■ **Task statement**
Answer these from the abstract below, one line each:
(a) How many groups of fruit flies did the study include?
(b) On which day was the experiment ended?
(c) Which Moringa species raised catalase mRNA expression more?

■ **Excerpted passage**

Effect of paraquat-induced toxicity and the therapeutic potentials of Moringa oleifera and Moringa stenopetala leaf alkaloid extracts

Abstract

Paraquat (PQ) exposure is a risk factor for Parkinson's disease (PD), motivating treatment investigations. The efficacy of Ayurveda moringa leaf alkaloids in treating Paraquat toxicity was investigated in Drosophila models. The study included 10 fruit fly groups, four groups of which received moringa leaf alkaloid samples alone, one group was Paraquat-induced, and others received both. The experiment was terminated on day 3, after which fly heads and bodies were homogenized. Moringa oleifera and Moringa stenopetala alkaloid extracts were tested on Paraquat-induced flies' survival, biochemical, and genetic markers of PQ-toxicity. Alkaloid extracts significantly improved paraquat-induced fly survivability. Both Moringa species exhibited a stronger inhibition of monoamine oxidase and acetylcholinesterase at 50 mg/ml. Both Moringa species increased tyrosine hydroxylase activity, with PQ+MSL (50 mg/ml) displaying a more pronounced ameliorative effect. In comparison with the Paraquat-induced group, Moringa stenopetala significantly increased both catalase and total thiol levels. At the genetic level, catalase and tyrosine hydroxylase mRNA levels were downregulated in paraquat-induced flies. Moringa stenopetala exhibited a higher upregulation of tyrosine hydroxylase mRNA expression compared to Moringa oleifera, while Moringa oleifera upregulated catalase mRNA expression more than Moringa stenopetala. In conclusion, alkaloid extracts from moringa leaves demonstrated neuroprotective effects against paraquat-induced neurotoxicity in fruit flies. However, Moringa stenopetala exhibited superior medicinal properties compared to Moringa oleifera, as observed from this study. These findings support the antioxidant potential of Moringa extracts in counteracting environmental toxicant-induced stress. Future studies using non-lethal, neurodegeneration-focused Paraquat exposure models may further elucidate their neuroprotective potential.

■ **Listed entries**
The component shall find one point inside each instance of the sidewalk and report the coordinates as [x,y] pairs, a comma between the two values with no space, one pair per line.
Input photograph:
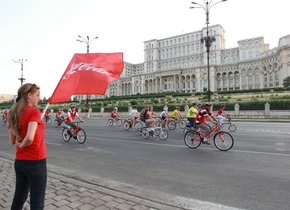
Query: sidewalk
[64,193]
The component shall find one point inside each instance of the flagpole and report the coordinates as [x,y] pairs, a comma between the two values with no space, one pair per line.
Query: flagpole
[87,41]
[44,110]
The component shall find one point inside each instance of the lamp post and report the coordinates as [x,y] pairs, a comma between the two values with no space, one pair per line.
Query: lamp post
[208,40]
[87,41]
[21,61]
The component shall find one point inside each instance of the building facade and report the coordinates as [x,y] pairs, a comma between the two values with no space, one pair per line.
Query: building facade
[179,64]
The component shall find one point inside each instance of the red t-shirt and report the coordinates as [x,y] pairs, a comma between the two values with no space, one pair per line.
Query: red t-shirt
[220,111]
[72,115]
[37,149]
[201,116]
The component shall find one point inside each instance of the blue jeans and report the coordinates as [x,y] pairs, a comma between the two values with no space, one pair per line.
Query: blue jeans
[30,176]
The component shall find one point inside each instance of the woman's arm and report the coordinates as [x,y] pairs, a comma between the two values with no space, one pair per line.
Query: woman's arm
[32,126]
[12,137]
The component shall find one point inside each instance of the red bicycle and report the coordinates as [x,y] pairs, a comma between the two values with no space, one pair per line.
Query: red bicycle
[59,122]
[222,140]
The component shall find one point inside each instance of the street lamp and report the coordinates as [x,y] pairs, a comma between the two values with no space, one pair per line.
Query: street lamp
[208,40]
[87,41]
[21,61]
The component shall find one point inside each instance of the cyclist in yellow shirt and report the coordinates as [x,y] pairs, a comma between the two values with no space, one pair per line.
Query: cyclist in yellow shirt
[191,114]
[176,114]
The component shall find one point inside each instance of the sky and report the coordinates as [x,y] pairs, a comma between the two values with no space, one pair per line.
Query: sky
[45,31]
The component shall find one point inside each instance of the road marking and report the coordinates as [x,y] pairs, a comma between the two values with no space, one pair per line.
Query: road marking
[179,146]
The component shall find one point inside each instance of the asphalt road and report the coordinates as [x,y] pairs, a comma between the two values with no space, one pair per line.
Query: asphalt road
[254,174]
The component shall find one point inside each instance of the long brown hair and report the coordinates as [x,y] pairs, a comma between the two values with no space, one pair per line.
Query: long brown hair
[15,112]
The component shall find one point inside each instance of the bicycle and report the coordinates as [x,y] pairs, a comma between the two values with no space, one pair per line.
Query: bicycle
[59,122]
[189,128]
[47,121]
[232,127]
[222,140]
[172,124]
[116,121]
[146,132]
[132,123]
[77,133]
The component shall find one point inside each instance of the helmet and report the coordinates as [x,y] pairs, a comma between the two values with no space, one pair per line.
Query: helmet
[208,104]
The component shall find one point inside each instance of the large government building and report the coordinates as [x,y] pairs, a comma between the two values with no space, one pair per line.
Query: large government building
[179,64]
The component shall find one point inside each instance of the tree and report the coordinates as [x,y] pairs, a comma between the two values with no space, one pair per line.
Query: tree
[286,82]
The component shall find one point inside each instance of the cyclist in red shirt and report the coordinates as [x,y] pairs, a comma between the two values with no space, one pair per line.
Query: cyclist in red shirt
[114,115]
[71,115]
[220,113]
[27,133]
[201,120]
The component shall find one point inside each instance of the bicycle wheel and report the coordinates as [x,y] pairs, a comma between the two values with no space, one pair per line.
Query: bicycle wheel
[158,123]
[119,122]
[171,125]
[62,123]
[126,125]
[232,127]
[223,141]
[192,139]
[163,134]
[140,131]
[110,122]
[81,136]
[186,129]
[145,133]
[55,123]
[182,124]
[65,135]
[138,125]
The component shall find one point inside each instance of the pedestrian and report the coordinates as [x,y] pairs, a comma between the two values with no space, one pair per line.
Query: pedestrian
[27,133]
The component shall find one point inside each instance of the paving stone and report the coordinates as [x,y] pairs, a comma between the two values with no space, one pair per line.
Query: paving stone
[63,193]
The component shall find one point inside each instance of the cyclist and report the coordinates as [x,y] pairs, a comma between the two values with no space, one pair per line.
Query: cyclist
[4,116]
[201,119]
[176,114]
[58,115]
[220,113]
[143,114]
[71,115]
[46,115]
[164,116]
[191,114]
[198,107]
[114,115]
[134,113]
[149,118]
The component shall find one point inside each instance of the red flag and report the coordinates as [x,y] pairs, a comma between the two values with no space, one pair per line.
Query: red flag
[88,74]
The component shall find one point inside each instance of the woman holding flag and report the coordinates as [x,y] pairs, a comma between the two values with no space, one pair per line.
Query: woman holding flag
[27,133]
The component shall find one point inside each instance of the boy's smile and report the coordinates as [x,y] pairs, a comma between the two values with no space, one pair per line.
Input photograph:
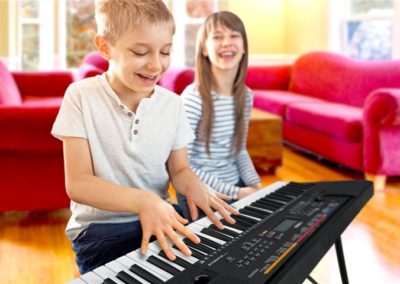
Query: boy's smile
[139,58]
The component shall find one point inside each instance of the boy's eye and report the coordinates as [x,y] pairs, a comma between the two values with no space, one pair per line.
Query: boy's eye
[139,53]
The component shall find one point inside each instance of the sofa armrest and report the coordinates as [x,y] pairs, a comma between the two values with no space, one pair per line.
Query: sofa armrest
[381,127]
[268,77]
[27,129]
[41,84]
[382,107]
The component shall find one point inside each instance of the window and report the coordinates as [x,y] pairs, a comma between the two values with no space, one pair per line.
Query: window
[372,29]
[31,40]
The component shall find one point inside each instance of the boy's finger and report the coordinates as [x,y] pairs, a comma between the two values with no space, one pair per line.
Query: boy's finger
[223,196]
[213,218]
[179,243]
[145,242]
[165,246]
[193,210]
[180,218]
[186,232]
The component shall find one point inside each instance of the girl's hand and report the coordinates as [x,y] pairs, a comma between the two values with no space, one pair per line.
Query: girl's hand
[205,198]
[159,218]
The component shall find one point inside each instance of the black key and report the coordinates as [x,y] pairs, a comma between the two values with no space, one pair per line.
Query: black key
[252,213]
[225,230]
[145,274]
[235,226]
[109,281]
[216,234]
[245,219]
[126,278]
[210,243]
[195,253]
[260,211]
[163,265]
[200,246]
[178,260]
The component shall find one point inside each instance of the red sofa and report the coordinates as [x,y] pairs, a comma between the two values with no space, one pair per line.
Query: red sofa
[343,110]
[340,109]
[31,161]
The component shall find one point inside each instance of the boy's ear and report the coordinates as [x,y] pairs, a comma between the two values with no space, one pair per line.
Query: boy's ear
[102,46]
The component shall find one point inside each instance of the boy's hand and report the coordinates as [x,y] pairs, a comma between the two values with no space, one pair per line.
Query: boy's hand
[207,198]
[159,218]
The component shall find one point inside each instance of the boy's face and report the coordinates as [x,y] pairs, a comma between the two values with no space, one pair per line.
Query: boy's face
[224,48]
[139,58]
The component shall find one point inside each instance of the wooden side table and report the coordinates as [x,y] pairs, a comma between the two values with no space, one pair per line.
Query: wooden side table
[264,140]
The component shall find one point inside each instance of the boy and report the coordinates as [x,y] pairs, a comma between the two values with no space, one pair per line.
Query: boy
[124,138]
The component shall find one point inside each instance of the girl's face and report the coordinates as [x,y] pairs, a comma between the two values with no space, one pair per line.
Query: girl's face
[224,48]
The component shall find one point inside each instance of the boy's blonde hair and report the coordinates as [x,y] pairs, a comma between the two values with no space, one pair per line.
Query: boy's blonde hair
[115,17]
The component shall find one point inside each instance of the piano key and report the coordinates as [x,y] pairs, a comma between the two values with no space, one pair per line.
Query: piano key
[140,259]
[199,247]
[110,281]
[178,260]
[216,234]
[237,225]
[77,281]
[225,231]
[106,273]
[91,277]
[249,212]
[205,222]
[155,246]
[195,253]
[137,269]
[163,265]
[118,267]
[197,229]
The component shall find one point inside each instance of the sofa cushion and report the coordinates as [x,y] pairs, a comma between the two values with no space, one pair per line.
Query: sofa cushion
[277,101]
[334,119]
[9,93]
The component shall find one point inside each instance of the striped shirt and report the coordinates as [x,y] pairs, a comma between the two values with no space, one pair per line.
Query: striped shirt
[220,170]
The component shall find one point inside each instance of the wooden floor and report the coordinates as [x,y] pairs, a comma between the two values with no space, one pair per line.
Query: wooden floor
[34,249]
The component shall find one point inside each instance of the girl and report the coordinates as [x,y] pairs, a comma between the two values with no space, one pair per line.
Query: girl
[218,106]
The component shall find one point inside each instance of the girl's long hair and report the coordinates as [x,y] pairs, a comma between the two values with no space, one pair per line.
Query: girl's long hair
[204,79]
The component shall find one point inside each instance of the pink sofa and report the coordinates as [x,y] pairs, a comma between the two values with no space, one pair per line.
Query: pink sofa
[343,110]
[31,161]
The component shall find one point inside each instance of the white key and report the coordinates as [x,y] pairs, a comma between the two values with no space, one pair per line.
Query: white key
[105,273]
[138,258]
[117,267]
[258,194]
[197,228]
[77,281]
[155,246]
[207,222]
[91,278]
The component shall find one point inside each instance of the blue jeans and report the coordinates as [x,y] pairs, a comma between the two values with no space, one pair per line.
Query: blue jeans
[101,243]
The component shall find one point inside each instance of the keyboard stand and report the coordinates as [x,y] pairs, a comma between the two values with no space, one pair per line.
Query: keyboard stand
[341,262]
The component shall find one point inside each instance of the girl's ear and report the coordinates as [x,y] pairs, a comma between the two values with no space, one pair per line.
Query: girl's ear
[102,46]
[204,50]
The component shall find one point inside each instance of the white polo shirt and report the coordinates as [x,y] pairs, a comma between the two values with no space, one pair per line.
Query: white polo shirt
[127,148]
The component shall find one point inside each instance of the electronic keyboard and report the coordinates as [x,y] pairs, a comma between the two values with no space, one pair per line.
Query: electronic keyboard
[280,234]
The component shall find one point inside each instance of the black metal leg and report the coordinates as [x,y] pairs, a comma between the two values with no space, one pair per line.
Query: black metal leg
[342,264]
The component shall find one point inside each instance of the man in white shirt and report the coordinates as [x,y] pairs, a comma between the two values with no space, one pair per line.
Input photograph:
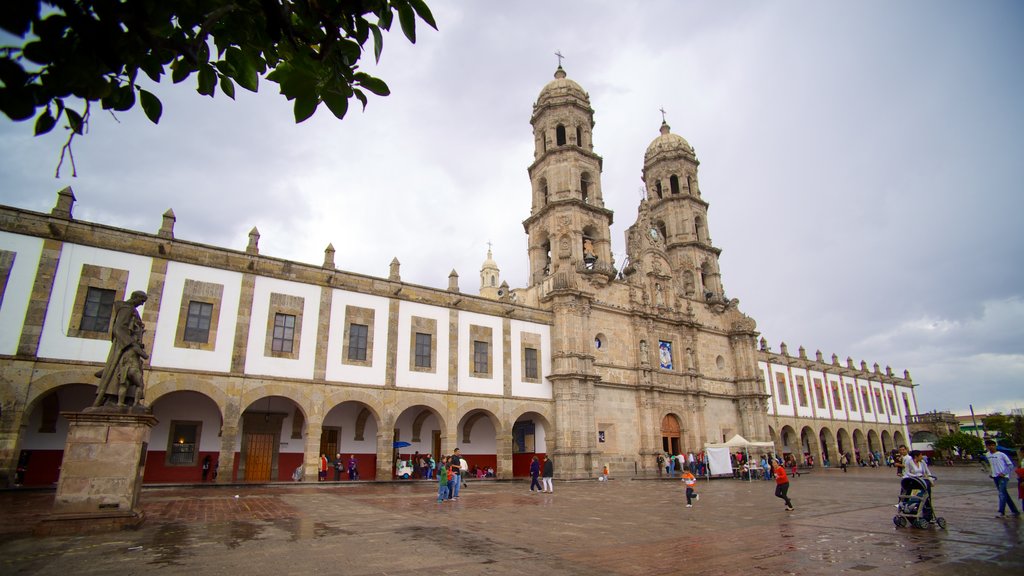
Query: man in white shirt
[999,467]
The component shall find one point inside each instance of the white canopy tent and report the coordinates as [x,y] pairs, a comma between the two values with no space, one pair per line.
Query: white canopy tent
[718,453]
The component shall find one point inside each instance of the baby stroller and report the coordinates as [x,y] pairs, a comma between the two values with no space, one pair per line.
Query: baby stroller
[914,505]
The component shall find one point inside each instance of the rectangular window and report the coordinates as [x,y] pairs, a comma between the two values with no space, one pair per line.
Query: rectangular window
[284,333]
[479,357]
[97,310]
[665,355]
[422,350]
[182,444]
[198,322]
[783,395]
[531,371]
[357,341]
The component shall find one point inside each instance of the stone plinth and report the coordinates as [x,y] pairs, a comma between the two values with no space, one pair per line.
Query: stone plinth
[101,472]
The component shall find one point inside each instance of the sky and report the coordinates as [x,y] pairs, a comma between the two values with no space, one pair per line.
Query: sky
[861,160]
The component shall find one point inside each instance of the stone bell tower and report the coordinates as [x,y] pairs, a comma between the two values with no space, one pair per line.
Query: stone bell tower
[568,225]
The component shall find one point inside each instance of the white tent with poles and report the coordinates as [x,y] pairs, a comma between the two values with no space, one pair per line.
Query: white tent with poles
[717,453]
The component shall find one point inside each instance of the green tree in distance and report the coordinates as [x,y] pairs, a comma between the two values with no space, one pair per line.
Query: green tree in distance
[93,51]
[960,443]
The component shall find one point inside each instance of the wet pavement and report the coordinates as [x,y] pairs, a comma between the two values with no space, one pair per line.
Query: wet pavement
[843,524]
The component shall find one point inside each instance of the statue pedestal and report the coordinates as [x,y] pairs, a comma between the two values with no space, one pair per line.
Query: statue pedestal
[101,472]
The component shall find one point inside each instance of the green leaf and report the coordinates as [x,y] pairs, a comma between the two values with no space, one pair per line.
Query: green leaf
[45,122]
[408,19]
[74,120]
[227,86]
[304,108]
[151,105]
[378,42]
[207,81]
[424,12]
[375,85]
[337,104]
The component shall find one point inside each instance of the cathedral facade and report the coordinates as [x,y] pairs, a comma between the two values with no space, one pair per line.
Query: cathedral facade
[260,365]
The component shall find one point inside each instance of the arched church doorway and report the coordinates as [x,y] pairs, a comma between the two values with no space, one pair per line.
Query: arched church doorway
[671,435]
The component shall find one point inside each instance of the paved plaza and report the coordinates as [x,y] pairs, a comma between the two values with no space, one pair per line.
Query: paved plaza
[843,524]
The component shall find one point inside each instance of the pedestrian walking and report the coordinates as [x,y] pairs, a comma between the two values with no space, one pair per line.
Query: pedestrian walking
[548,475]
[999,467]
[535,472]
[782,486]
[691,488]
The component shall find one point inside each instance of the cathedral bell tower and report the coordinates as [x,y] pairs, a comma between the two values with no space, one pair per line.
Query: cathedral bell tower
[679,215]
[568,225]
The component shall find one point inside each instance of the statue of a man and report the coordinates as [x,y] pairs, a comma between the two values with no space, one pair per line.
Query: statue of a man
[121,377]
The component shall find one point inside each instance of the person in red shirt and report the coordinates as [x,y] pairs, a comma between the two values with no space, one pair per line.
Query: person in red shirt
[782,486]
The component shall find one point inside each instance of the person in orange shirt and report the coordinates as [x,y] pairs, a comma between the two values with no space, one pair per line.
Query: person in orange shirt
[782,486]
[691,488]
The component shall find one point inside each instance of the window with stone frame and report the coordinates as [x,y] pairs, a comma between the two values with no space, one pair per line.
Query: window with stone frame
[423,357]
[783,394]
[199,315]
[837,397]
[98,288]
[182,443]
[802,391]
[819,394]
[6,264]
[284,331]
[358,337]
[530,352]
[482,339]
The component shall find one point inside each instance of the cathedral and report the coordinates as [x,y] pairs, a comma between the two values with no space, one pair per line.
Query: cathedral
[260,366]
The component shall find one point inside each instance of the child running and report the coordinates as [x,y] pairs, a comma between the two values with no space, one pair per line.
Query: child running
[782,486]
[691,488]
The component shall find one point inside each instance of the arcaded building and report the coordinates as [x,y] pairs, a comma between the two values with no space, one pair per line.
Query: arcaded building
[263,364]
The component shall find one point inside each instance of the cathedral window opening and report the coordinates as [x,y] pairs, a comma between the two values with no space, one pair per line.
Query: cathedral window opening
[423,350]
[589,257]
[665,355]
[198,322]
[479,358]
[783,396]
[97,310]
[183,444]
[357,341]
[530,363]
[284,333]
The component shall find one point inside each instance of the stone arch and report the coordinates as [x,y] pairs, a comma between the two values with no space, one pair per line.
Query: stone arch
[809,445]
[828,448]
[859,444]
[844,445]
[873,444]
[887,442]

■ **Exercise answer**
(a) 10
(b) Day 3
(c) Moringa oleifera